GIVEN REQUEST 1
Identify every percentage figure that appears in the excerpt on energy efficiency.

EXCERPT PROVIDED
====
The leading role of the European Union was stressed several times. Its directives are very advanced on energy issues and urge Member States to reach specific goals: “We design a common framework for energy efficiency, and the top priority goal is to lower energy consumption by 20%. Each Member State must see to it that from January 1st 2014 on, public authorities renovate annually 3% of the floor space they use. Besides, Member States must design an energy efficiency obligation scheme aimed at ensuring that all energy distributors achieve annual energy savings equal to 1.3% of their energy sales, by volume, in the previous year. Member States must also ensure that customers be equipped with smart meters, accurately measuring their actual consumption.” (Sylvia-Adriana Ticau – Member of the European Parliament, specialized on energy issues, rapporteur on the Directive on the energy performance of buildings in 2008-2010).
The industry at the core of a high-tech sector
Why does Rexel participate to this debate? Jean-Charles Pauze stresses that “the industry is faced with these issues on a daily basis. (…) It is clear that our interaction with a wide range of stakeholders within the energy sector and our outreach to thousands of clients give us a unique role and make us responsible for moving forward”. Armand Ajdari, R&D president at Saint-Gobain, shares the same view. He is confident that the industry is able to interact with the sector as a whole (especially with self-employed craftsmen, who are often unfamiliar with energy efficiency works), to offer solutions and to prompt the government to react. What is at stake is the development of a French cutting-edge energetic and thermal renovation sector. 70% of the buildings which will be used in 2050 already exist. Given the rise of energy prices and the scarcity of resources, renovating a building without taking energy efficiency into account would be “criminal”, according to Mr Ajdari.
====
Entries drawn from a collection
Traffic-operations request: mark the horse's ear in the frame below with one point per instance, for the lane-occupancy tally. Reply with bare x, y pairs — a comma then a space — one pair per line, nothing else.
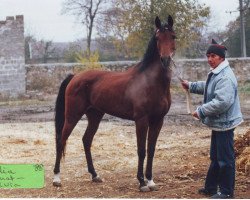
170, 21
157, 22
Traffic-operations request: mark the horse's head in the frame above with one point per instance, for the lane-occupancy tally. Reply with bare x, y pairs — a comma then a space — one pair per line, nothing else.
165, 37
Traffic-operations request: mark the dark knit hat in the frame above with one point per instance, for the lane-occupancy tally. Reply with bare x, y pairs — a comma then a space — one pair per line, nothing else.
217, 49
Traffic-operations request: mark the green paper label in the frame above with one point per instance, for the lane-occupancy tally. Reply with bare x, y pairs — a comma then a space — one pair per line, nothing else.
21, 176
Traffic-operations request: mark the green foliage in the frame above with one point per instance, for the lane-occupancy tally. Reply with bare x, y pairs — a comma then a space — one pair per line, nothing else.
89, 61
232, 36
133, 22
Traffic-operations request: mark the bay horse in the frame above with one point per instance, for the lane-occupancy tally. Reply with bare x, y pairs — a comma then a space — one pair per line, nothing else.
141, 94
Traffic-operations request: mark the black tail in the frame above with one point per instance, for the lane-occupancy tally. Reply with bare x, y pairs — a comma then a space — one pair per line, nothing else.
59, 113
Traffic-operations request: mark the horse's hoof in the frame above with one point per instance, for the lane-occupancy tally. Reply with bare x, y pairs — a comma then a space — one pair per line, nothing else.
97, 179
144, 189
154, 188
57, 184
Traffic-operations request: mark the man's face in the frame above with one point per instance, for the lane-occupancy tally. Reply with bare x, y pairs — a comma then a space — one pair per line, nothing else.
214, 60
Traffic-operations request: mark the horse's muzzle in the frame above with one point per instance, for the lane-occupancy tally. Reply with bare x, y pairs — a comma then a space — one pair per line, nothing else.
165, 61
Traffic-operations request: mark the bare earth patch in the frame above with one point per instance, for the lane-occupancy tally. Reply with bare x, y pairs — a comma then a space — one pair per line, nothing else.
180, 164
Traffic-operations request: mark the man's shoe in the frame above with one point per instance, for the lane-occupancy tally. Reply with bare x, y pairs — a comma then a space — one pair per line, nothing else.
205, 192
221, 196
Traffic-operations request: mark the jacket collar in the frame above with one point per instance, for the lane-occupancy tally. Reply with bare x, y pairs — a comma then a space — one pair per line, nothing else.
220, 67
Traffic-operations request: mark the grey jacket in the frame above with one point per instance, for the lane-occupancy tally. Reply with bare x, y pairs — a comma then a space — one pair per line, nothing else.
221, 106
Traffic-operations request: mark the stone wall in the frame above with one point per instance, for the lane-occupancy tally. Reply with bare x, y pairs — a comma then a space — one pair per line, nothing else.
49, 76
12, 59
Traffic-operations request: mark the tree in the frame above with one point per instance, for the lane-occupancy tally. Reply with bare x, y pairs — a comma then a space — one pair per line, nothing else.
86, 12
133, 21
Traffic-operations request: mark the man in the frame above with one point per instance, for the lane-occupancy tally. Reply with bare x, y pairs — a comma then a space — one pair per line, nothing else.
221, 112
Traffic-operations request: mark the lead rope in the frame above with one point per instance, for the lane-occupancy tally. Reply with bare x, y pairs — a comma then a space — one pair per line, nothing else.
188, 97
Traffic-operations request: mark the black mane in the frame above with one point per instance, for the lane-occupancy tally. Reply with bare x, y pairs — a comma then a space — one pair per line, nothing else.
150, 53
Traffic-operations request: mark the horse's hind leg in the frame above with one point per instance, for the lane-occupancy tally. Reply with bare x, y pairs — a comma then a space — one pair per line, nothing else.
72, 115
94, 118
155, 126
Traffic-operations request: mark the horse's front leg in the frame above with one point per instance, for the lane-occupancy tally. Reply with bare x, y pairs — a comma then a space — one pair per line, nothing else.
141, 134
155, 126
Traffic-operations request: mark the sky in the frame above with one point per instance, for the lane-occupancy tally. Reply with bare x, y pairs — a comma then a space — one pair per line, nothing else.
43, 18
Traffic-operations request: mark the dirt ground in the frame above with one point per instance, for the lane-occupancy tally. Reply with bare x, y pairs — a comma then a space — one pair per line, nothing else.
180, 164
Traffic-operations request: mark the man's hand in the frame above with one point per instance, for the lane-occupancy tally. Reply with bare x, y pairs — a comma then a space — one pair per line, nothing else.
185, 84
195, 115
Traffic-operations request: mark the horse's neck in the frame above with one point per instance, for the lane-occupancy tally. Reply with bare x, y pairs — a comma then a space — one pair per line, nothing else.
160, 73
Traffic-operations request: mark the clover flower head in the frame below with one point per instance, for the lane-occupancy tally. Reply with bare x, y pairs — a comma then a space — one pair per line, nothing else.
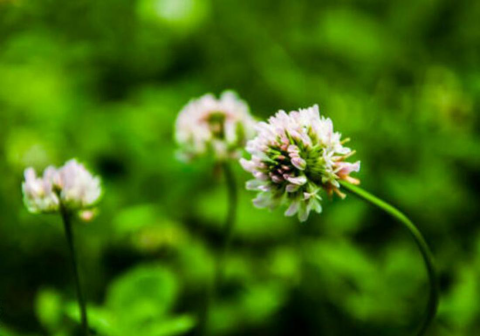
====
GIVEN REQUEST 2
Express the stretch of the listing from the line containing "Traffic-operations request: mark the sky" through the end of the listing as a Markdown table with the columns Row and Listing line. Omit blank lines and leave the pictures out.

EXPECTED OUTPUT 1
20%, 3%, 1.3%, 70%

EXPECTED OUTPUT 2
| Row | Listing line |
|---|---|
| 1 | Traffic-operations request: mark the sky in the frame above with one point per instance, for the lane-occupancy tally. Reply with bare x, y pairs — a comma then a space — one pair per line, nothing else. |
| 2 | 43, 18 |
| 3 | Traffic-operations request: mark the dirt ground in the frame above with one point per instance, for the lane-occupancy tally. Reply with bare x, y pairs — a comma then a space — one pair per line, nothing else. |
| 4 | 180, 164 |
| 5 | Traffic-operations request: mark the man's hand in the frame above with one point per instance, for the lane-occupancy tally. Reply with bare x, y pairs — a comma then a space — one pair per line, nothing else. |
| 6 | 185, 84 |
| 7 | 195, 115 |
| 8 | Traffic-operations request: mark the horse's neck in the frame above with one point per instance, for the lane-occupancy tally. Reply with bare x, y pairs — a comma then a space — one pair per line, nothing else. |
| 9 | 160, 73 |
| 10 | Traffic-operations request: mark the clover flower head in the frame below with one point per instance, for the lane-occupancy tally. Reply with bare x, y pairs — a comma then a space — one pair per line, nothing else. |